To the one they call Time:
Forgive the impertinence of this letter, but I’ve been told that you like receiving one of these every now and then. I’ve also been told that when your interest is piqued (which is rare), and your calendar is clear (which is never), you might actually write back. But listen, I don’t care about any of that. I just want you to know that I know what you’ve done.
I don’t mean to be provocative, to somehow elicit a reaction from you. I didn’t agree to any wager, if that’s what you’re thinking.
For the record, I think that getting a response from Time is a story we tell little children so they never give up on their dreams. I’ve never really heard of anyone who has ever heard from you. That’s not to say I don’t believe you exist. I know you’re there. You have too much to do and everywhere to be. I see you at work all around me.
Just this morning, you woke up a family of four, a very loving, loud, rambunctious sort, and took one of them away. They suspected it perhaps, but they cried all the same. “I wish we had more time,” the youngest said.

WHAT TO DO: In the letter addressed to Time, what did the youngest member of the family say? The listing that comes next is separate material, unrelated to the letter.

EXCERPTED DATA:
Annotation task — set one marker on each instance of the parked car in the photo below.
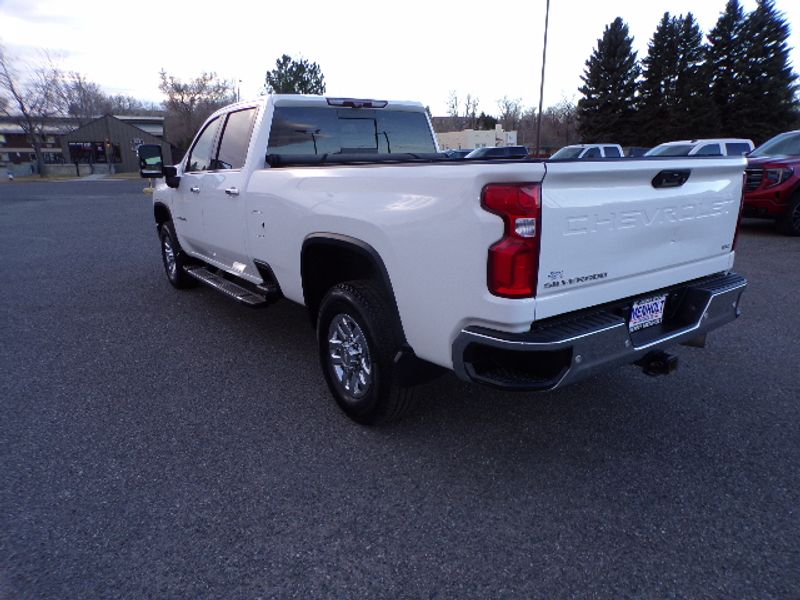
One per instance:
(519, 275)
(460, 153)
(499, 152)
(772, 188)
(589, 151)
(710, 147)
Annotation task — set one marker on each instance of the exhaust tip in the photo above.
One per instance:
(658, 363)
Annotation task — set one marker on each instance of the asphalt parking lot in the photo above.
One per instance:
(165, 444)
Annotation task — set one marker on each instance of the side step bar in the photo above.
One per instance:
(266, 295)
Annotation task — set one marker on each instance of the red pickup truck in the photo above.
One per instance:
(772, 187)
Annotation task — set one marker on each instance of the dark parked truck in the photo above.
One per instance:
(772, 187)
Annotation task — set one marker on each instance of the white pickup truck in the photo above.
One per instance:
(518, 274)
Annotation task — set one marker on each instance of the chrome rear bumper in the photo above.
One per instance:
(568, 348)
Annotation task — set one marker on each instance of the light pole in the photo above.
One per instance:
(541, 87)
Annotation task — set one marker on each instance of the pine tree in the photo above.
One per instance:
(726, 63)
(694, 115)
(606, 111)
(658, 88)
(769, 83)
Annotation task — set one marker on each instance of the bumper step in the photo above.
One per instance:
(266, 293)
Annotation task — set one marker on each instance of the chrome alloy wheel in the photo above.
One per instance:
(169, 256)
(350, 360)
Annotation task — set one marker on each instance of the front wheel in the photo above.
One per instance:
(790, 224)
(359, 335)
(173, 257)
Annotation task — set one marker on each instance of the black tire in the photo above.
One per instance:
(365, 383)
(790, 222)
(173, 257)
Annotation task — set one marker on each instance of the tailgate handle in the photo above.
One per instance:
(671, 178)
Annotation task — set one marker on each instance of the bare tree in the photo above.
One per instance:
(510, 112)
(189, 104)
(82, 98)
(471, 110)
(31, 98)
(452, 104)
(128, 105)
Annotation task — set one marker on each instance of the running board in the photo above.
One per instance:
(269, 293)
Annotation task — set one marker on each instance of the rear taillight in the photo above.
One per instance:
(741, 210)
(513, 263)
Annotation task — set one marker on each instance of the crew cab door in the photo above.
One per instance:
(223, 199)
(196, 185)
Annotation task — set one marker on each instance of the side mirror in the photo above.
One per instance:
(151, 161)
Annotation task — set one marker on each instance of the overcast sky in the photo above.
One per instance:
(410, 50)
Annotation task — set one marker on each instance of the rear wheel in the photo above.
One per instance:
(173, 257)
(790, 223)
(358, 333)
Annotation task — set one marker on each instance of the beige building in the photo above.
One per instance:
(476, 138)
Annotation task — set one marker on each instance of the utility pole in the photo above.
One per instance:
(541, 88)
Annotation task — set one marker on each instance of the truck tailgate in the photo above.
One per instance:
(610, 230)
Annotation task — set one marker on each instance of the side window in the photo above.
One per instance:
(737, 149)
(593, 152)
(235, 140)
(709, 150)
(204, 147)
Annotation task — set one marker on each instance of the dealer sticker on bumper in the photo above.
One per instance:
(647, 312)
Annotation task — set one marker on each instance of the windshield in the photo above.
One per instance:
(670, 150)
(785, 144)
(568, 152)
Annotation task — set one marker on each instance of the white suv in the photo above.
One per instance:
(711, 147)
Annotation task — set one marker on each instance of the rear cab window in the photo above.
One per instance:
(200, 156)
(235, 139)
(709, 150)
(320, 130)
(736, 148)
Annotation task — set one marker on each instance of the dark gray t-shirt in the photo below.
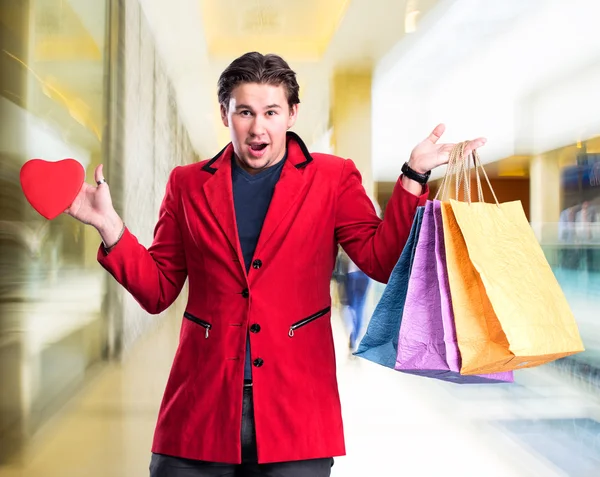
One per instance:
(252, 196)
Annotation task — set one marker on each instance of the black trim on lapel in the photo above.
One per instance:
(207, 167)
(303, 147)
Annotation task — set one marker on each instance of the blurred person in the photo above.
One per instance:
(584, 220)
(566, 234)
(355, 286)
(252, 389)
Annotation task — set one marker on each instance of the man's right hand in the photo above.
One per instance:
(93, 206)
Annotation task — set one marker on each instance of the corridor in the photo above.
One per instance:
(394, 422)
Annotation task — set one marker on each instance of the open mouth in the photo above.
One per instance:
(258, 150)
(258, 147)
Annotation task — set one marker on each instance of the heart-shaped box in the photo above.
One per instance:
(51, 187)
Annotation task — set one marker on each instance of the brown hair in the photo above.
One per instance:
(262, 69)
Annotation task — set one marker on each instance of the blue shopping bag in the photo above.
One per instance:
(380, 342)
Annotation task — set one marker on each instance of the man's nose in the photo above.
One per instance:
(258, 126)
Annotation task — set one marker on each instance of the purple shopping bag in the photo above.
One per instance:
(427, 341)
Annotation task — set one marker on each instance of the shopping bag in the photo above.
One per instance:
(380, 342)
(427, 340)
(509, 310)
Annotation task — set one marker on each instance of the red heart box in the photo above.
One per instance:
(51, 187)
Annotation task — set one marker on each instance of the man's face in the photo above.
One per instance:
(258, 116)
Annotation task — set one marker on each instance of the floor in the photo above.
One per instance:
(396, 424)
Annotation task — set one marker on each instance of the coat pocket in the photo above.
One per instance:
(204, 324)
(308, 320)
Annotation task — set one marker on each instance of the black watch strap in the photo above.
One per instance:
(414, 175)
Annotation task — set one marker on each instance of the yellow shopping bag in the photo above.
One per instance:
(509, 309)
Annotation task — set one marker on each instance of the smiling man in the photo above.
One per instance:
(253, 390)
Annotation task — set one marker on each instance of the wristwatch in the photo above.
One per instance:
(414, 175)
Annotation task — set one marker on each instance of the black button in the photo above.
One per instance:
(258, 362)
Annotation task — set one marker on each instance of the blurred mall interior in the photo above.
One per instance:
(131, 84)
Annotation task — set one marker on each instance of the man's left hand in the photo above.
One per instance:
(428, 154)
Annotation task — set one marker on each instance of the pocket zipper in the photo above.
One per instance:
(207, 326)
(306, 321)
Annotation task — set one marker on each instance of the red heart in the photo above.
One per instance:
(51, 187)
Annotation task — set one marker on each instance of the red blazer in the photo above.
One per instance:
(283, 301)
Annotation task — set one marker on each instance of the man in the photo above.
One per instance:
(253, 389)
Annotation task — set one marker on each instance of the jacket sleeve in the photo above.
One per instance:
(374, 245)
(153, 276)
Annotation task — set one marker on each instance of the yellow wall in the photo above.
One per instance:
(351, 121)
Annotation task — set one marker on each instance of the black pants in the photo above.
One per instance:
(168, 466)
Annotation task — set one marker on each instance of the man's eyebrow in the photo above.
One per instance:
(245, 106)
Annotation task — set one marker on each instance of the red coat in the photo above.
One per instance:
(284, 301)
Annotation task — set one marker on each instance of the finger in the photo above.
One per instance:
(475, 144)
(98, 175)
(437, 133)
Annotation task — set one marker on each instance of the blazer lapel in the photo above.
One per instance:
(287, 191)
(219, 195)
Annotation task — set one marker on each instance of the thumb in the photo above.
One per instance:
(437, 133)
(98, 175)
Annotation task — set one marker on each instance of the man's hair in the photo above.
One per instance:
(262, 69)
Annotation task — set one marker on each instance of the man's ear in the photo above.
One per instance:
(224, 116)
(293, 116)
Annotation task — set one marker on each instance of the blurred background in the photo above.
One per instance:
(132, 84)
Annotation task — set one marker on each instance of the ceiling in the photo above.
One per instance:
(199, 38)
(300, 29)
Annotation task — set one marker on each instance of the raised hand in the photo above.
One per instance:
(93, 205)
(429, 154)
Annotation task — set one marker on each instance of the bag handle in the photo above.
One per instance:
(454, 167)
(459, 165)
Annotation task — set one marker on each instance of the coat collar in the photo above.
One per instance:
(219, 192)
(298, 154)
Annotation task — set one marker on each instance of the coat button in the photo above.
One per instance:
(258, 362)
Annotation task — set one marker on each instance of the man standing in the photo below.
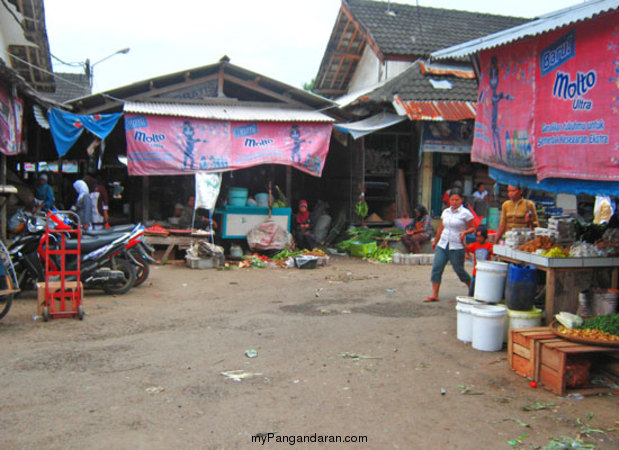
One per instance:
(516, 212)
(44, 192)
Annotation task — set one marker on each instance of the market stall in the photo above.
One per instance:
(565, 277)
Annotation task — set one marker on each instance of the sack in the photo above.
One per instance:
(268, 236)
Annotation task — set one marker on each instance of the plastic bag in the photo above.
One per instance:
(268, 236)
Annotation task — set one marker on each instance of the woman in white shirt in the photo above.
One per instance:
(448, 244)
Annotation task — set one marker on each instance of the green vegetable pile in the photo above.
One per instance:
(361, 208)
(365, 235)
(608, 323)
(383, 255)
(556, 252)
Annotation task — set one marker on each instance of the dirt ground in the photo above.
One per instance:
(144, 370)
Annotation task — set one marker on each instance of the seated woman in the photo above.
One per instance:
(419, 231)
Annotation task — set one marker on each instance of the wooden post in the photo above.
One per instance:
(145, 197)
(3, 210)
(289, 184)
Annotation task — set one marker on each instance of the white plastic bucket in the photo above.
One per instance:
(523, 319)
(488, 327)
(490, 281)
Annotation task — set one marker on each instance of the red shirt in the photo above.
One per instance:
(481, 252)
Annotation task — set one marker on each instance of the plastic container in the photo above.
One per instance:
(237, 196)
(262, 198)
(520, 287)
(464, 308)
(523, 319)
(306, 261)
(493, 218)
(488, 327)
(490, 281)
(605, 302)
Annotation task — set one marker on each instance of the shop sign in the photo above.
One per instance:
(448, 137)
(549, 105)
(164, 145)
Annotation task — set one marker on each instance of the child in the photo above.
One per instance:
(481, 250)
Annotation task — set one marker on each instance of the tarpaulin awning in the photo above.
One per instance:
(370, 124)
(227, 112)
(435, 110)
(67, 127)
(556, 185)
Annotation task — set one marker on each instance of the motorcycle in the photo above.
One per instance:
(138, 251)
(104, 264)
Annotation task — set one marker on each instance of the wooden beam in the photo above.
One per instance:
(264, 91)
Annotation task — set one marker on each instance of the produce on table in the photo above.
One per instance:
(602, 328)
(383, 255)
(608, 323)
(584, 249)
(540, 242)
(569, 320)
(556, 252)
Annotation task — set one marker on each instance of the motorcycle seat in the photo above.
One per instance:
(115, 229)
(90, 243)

OUTPUT: "I wish we had more time."